======== Source information
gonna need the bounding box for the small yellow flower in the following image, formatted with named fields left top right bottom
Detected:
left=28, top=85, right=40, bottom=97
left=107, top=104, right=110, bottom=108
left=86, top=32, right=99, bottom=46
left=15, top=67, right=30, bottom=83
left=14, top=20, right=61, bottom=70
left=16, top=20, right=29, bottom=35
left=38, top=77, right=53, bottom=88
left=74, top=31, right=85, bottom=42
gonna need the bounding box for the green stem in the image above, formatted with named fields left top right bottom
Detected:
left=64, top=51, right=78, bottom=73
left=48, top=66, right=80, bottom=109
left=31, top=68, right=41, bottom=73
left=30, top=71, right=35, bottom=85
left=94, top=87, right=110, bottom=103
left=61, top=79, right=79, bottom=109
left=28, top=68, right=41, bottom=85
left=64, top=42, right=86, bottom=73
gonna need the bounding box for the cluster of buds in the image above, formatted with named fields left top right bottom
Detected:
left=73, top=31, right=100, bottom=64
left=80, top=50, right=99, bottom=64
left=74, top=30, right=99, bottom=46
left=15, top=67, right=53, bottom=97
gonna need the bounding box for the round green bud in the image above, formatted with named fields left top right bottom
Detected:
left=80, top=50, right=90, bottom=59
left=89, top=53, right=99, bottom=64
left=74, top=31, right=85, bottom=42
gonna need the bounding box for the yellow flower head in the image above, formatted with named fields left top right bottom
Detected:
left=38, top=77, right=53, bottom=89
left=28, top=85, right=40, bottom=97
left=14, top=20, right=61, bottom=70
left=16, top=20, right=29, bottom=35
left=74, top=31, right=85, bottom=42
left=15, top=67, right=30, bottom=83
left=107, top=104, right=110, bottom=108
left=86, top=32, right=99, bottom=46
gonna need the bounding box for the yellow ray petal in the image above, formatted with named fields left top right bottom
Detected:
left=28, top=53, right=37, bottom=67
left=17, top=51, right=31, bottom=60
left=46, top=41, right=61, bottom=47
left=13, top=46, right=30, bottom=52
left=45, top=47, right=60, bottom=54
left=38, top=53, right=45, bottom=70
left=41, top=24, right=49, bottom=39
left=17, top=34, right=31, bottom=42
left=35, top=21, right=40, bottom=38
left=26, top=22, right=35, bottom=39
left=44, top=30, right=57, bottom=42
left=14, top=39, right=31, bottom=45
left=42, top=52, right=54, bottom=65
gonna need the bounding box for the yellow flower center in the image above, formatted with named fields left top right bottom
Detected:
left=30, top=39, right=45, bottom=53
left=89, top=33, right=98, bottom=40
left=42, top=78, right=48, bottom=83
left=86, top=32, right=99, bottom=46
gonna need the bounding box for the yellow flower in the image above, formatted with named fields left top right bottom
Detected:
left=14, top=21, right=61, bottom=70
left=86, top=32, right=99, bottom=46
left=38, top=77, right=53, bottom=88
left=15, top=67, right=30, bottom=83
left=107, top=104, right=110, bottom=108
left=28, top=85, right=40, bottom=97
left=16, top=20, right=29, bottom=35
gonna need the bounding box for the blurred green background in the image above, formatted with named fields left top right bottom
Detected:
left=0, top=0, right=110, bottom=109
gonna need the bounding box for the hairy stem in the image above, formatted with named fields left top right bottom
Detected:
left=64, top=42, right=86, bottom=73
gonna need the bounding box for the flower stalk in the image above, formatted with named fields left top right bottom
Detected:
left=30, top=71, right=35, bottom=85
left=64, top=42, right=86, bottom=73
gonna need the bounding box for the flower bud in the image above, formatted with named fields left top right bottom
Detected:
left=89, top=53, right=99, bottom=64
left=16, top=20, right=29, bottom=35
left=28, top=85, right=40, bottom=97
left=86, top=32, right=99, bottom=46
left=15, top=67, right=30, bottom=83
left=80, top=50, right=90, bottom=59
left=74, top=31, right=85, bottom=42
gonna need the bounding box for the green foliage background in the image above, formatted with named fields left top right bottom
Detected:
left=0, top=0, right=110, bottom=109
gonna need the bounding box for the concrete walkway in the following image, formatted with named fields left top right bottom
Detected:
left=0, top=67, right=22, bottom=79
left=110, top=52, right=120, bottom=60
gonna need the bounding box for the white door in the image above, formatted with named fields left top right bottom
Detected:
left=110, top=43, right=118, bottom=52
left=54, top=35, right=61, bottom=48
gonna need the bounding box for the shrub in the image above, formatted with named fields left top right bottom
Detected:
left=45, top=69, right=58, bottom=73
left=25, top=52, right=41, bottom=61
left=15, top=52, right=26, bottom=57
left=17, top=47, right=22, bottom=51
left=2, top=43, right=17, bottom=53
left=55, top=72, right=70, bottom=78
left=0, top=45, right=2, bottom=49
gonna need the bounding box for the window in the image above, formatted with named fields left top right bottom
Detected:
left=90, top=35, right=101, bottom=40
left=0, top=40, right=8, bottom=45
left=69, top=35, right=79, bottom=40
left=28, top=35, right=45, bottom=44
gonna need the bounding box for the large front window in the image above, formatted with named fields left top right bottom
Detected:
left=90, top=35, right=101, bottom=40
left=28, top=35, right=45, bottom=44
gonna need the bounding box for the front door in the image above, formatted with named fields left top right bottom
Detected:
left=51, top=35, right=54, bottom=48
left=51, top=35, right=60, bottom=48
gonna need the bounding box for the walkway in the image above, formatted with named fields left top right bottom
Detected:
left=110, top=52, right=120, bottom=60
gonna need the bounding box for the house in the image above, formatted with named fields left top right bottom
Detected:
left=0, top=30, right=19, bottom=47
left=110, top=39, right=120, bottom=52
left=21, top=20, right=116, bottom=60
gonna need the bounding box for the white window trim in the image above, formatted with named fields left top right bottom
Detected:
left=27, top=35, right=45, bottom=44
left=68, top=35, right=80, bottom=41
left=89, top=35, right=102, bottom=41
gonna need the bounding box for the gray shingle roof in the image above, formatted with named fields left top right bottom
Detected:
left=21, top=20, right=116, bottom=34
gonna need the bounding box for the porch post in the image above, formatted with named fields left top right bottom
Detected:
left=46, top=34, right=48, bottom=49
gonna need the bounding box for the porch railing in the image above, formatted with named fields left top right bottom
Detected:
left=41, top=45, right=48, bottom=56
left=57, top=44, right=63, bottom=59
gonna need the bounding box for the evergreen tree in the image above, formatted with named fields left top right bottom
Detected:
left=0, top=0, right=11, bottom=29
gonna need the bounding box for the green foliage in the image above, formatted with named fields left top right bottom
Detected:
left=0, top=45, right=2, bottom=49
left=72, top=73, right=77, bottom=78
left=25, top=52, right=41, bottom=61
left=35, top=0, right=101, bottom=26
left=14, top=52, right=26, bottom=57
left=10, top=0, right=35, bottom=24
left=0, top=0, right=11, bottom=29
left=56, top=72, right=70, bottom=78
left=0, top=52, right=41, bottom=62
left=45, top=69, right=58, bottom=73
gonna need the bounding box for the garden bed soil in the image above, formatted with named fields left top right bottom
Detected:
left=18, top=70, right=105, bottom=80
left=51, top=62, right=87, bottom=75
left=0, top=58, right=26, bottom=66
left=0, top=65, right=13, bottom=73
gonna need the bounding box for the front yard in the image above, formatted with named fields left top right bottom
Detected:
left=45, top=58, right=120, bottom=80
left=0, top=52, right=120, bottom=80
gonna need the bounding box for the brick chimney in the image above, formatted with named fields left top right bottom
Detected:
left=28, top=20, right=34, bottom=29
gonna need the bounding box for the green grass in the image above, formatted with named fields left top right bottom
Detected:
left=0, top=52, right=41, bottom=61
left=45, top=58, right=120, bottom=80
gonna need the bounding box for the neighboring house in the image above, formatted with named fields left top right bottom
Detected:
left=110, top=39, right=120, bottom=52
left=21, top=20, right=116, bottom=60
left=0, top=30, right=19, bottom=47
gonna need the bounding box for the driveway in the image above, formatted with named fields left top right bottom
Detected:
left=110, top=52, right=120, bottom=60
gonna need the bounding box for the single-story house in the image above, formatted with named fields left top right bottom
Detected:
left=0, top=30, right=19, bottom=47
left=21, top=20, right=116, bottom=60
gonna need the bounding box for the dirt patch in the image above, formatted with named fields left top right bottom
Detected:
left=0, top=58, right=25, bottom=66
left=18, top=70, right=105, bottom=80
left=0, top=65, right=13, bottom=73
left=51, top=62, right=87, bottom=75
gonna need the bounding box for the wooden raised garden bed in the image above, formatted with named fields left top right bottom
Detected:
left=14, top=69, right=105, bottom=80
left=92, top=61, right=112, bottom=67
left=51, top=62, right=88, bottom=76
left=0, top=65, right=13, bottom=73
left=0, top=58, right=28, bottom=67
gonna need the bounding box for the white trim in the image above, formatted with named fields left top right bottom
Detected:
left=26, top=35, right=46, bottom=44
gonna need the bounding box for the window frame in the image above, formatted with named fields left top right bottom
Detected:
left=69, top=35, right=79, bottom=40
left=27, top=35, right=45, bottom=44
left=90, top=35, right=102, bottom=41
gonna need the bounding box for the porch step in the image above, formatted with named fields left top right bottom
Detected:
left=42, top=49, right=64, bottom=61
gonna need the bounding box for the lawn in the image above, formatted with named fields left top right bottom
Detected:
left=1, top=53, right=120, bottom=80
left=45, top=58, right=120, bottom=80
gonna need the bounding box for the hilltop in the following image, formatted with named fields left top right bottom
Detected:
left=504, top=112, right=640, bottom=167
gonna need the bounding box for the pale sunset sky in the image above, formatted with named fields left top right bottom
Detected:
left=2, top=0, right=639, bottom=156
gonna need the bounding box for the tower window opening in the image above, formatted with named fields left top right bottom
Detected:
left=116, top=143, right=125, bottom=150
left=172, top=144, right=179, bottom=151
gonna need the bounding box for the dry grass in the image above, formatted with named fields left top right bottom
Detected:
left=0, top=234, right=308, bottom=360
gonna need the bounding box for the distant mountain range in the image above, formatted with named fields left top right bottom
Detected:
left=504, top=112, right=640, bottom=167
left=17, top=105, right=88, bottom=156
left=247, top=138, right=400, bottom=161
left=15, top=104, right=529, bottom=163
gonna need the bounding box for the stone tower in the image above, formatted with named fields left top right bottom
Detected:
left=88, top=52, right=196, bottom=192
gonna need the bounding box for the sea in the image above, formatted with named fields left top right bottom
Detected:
================
Extract, please, the lines from the start of the entries above through the one with "gonna need the bounding box for the green stem", both included, reproducing each exactly and adding nothing.

gonna need the bounding box for the small yellow flower in the following image, formatted with named fields left top right bottom
Detected:
left=28, top=85, right=40, bottom=97
left=107, top=104, right=110, bottom=108
left=86, top=32, right=99, bottom=46
left=15, top=67, right=30, bottom=83
left=14, top=20, right=61, bottom=70
left=16, top=20, right=29, bottom=35
left=38, top=77, right=53, bottom=88
left=74, top=31, right=85, bottom=42
gonna need the bounding box for the green stem in the image above, formatted with named fields left top right bottom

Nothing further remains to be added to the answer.